--- Begin Extract ---

Re: Matching # of recipients in To:?

dattier(_at_)wwa(_dot_)com (David W. Tamkin) writes:

Dan Smith wrote,

| Here's what I use in my spam heuristics, courtesy of David Tamkin.

Thanks, Dan.  As I recall, though, Philip Guenther and at least one other
person deserve shares in the credit.


Looking through my procmail outbox I think I found the original thread.
It appears it was raised by Ken Marsh, and in the end David and I ended
up with the following recursive INCLUDERC to count the comma separated
items in any number of headers.  This is more generic than the solutions
presented recently as it will work whether or not there are multiple
To: or Cc: headers, and will correctly (for some values of correctly)
handle Resent-* headers.

Here's the last I mail I have from the thread, with one small bugfix
applied.  In this case the goal was to bounce any message with more
than 19 recipients.

To: dattier(_at_)wwa(_dot_)com (David W. Tamkin)

--- End Extract ---
--- Begin Dataset records ---

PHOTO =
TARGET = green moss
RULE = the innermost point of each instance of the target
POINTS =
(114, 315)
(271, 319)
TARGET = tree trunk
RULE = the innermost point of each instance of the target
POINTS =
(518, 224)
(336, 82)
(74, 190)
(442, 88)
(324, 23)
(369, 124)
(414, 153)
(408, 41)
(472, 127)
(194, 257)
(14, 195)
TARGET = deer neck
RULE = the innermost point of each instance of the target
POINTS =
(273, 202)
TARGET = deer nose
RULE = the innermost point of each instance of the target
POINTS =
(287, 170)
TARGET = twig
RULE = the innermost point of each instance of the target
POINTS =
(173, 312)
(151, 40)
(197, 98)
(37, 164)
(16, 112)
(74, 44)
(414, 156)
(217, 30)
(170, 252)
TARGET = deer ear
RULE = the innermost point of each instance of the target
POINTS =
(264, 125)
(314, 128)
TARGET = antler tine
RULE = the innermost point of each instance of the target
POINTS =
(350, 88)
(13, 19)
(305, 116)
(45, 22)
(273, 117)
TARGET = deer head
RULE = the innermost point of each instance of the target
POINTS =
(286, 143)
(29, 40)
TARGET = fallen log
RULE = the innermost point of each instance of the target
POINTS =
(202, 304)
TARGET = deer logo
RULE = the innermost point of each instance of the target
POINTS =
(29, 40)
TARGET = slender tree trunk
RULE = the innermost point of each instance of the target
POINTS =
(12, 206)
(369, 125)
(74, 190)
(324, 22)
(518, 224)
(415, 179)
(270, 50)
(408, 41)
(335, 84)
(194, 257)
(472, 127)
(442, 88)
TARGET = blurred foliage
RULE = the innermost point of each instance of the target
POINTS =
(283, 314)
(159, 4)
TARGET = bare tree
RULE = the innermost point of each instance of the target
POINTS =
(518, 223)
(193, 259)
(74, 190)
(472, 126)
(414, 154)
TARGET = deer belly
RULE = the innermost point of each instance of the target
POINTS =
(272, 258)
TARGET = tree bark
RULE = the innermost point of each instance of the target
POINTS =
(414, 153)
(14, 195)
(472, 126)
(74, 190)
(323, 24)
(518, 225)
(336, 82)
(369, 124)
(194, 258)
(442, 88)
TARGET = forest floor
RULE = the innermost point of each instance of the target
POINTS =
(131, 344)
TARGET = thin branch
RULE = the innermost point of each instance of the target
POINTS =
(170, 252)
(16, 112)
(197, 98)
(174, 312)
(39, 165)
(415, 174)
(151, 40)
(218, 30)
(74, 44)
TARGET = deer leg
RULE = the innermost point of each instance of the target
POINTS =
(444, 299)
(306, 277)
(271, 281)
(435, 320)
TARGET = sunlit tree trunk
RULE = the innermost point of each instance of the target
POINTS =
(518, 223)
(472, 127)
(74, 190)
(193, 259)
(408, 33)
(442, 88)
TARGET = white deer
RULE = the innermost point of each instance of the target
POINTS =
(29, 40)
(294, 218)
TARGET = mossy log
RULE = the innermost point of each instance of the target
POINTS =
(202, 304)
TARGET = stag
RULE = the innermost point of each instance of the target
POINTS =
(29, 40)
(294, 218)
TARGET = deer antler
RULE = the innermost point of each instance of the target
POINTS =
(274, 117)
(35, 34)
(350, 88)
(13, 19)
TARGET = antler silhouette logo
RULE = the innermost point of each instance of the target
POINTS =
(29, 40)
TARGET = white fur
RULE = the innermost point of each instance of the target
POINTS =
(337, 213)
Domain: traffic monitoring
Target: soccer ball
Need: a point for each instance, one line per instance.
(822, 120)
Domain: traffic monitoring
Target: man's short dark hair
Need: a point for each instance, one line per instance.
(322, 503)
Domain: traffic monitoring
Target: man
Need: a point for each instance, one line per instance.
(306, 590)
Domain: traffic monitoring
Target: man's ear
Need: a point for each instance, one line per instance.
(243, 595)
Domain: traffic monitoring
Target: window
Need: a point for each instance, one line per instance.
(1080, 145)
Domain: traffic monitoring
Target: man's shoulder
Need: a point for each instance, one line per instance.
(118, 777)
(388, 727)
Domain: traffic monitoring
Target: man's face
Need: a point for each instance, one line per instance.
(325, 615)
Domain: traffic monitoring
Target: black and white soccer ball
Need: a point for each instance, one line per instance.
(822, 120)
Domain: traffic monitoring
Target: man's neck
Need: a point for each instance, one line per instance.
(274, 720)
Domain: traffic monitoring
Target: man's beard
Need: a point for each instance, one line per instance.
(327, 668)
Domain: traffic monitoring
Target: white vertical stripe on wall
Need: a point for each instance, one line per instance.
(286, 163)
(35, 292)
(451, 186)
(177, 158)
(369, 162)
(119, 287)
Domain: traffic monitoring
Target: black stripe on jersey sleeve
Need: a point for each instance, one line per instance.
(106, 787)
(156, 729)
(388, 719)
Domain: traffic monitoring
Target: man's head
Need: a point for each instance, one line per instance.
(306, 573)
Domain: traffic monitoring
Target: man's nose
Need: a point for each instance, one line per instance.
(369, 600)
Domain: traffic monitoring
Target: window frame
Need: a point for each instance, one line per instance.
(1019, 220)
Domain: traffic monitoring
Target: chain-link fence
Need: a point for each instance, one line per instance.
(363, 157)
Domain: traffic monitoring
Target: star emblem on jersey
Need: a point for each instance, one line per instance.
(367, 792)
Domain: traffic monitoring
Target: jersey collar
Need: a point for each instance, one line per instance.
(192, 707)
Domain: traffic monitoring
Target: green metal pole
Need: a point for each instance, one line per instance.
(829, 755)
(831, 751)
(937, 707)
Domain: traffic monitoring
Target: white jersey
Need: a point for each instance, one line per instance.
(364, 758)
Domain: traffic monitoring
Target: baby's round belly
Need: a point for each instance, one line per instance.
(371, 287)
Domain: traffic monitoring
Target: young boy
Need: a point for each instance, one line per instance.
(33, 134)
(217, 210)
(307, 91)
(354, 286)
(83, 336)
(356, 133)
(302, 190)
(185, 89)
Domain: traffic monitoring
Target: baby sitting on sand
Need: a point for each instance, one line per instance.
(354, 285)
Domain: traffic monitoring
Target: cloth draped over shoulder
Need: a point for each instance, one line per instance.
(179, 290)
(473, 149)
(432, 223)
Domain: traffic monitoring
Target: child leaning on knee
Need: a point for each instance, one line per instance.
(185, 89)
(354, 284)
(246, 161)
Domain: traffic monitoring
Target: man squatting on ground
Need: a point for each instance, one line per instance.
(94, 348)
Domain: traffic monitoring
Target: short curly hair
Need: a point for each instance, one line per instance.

--- End Dataset records ---

▸ Requests
**A.** Answer these questions using the recipient-counting thread:
(i) Besides David Tamkin, who does he say deserves shares in the credit?
(ii) Who raised the original thread?
(iii) In the case described, what was the goal?
**B.** Write the next part of the recipient-counting thread, starting after its last line.

▸ Results by task
**A.**
(i) Philip Guenther and at least one other person.
(ii) Ken Marsh.
(iii) To bounce any message with more than 19 recipients.

**B.**
cc: procmail(_at_)informatik(_dot_)rwth-aachen(_dot_)de (Procmail Mailing List)
Subject: Re: Counting score program exit code and negation 
In-reply-to: Your message of "Thu, 06 Feb 1997 14:13:50 CST."
            <m0vsaCd-000k8qC(_at_)miso(_dot_)wwa(_dot_)com> 
Date: Thu, 06 Feb 1997 16:19:25 -0600
From: Philip Guenther <guenther(_at_)gac(_dot_)edu>

dattier(_at_)wwa(_dot_)com (David W. Tamkin) writes:

Well, ok, I've deconstructed it.  (You knew I would.)


To summarize for those trying to follow David's deconstruction,
into the 'calling' procmailrc, put:


# Put the regexp of the lines to examine in REGEXP
# Also count Apparently-To: headers, just because they're obnoxious.
:0
* ^Resent-(From|Date|To|Cc|Message-Id):
{ REGEXP = "^(Resent-(To|Cc)|Apparently-To):" }
:0E
{ REGEXP = "^((Apparently-)?To|Cc):" }


# Put the string to match against into $HEADERLINES
:0 # H is implicit
* $ ()\/$REGEXP(.*$)*
{
 # Set up the initial run.
 HEADERLINES = $MATCH

 # What's the maximum number of items allowed?  This passes, one more
 # get's torched.
 EXCESS = -19

 # Let it rip.
 INCLUDERC = count_comma_sep.rc

:0 # count was predefined and prejudiced at -19 
* $ $EXCESS^0
{ EXITCODE=77 HOST }
}



And in the count_comma_sep.rc file:


# Goal: count the number of comma-separated items in $HEADERLINES in
# lines that begin with $REGEXP.  EXCESS will start at the negative of
# the maximum allowed, then count up towards zero.

# Clear MATCH, then count the items in the first match, if any.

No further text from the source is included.